Selected passage -

Saturday, June 30, 2018
Ninth Circuit Boots Environmental Case Against Ex-Im Bank for Lack of Standing
The Ninth Circuit ruled this week that environmental non-profits lacked standing to sue Ex-Im Bank for its failure to follow statutorily prescribed procedures before authorizing loans to private corporations for two liquid natural gas projects near the Great Barrier Reef in Australia.
The case is a cautionary tale for environmental groups (or others) suing for statutory procedural violations: Develop the record.
The ruling means that the case is dismissed.
The case, Center for Biological Diversity v. Export-Import Bank of the U.S., arose when Ex-Im Bank approved funding for two liquid natural gas projects near the Great Barrier Reef. Environmental organizations sued, arguing that Ex-Im Bank failed to consult as required by the Endangered Species Act and failed to take into account environmental impacts as required by the National Historical Preservation Act.

Listed entries -
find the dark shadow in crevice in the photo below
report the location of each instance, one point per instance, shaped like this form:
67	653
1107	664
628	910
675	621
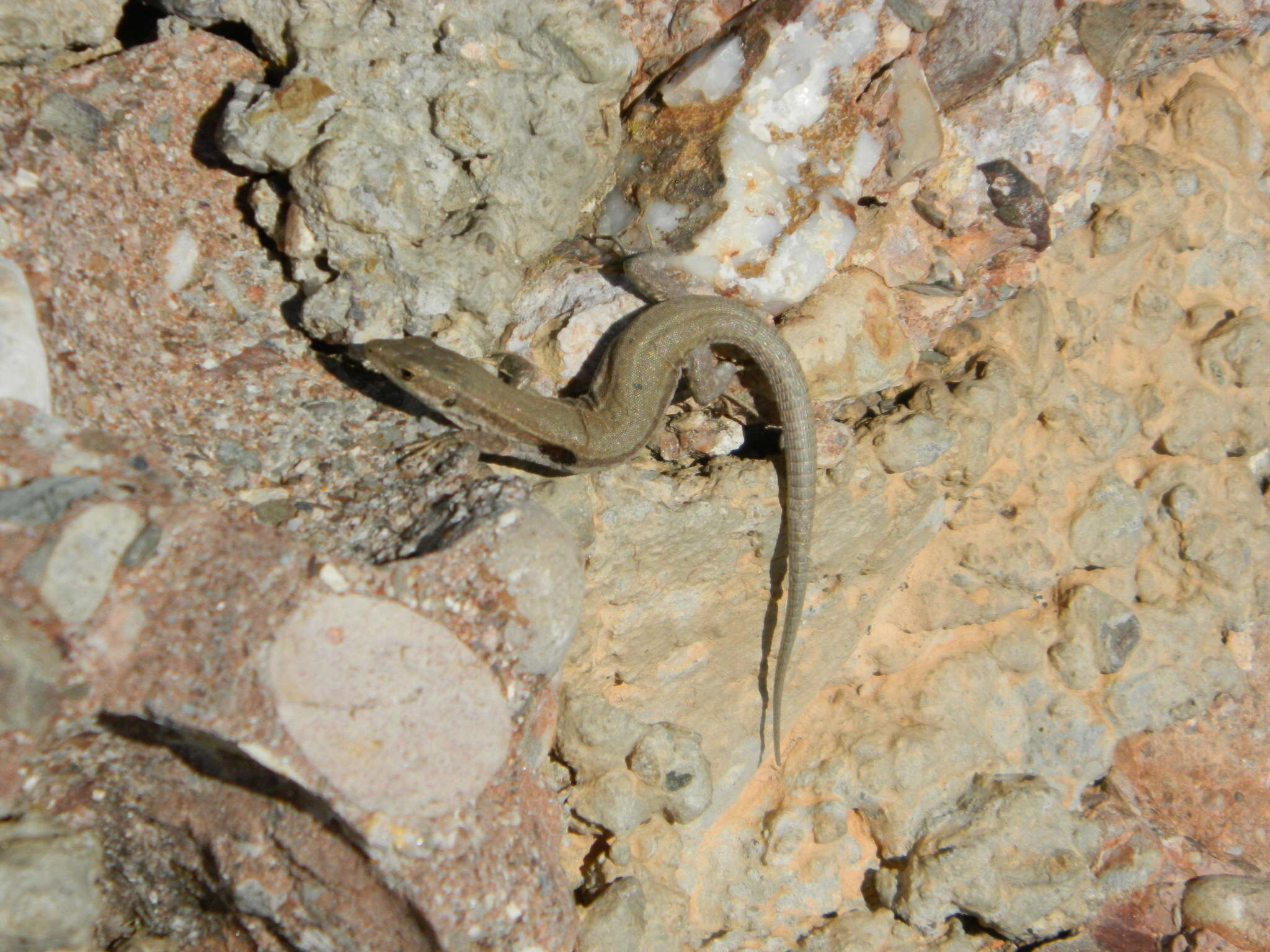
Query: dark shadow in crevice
203	146
139	24
223	760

What to work on -
1: In the article on the Ninth Circuit's Ex-Im Bank ruling, which two statutes did the environmental organizations say Ex-Im Bank failed to follow?
2: Continue the article on the Ninth Circuit's Ex-Im Bank ruling, starting after its last sentence.

Task-by-task answers -
1: The Endangered Species Act and the National Historical Preservation Act.

2:
The Ninth Circuit dismissed the case for lack of standing. The court said that the plaintiffs didn't sufficiently connect the Bank's procedural failures to the harm to the Reef, especially given that the projects had begun by the time the Bank provided funding, and therefore failed to show causation and redressability. For one, the plaintiffs couldn't show "what action could be taken by the Ex-Im Bank to alter the course of the Projects, if the Bank were to perform the procedures" under the Acts. For another, the plaintiffs "have not established that the Ex-Im Bank was a necessary party without whom the Projects would not have been realized." Both problems resulted from the plaintiffs' failure to develop the record--the funding contracts themselves (to show what Ex-Im might do if the procedures were followed) and evidence of alternative project funding (to show the significance of Ex-Im's loans on the projects).
At the same time, the court held that the case was not moot. That's because the record didn't show whether Ex-Im continued to have some leverage over the borrowers, even though the project is now complete and at least some of the loans are fully repaid.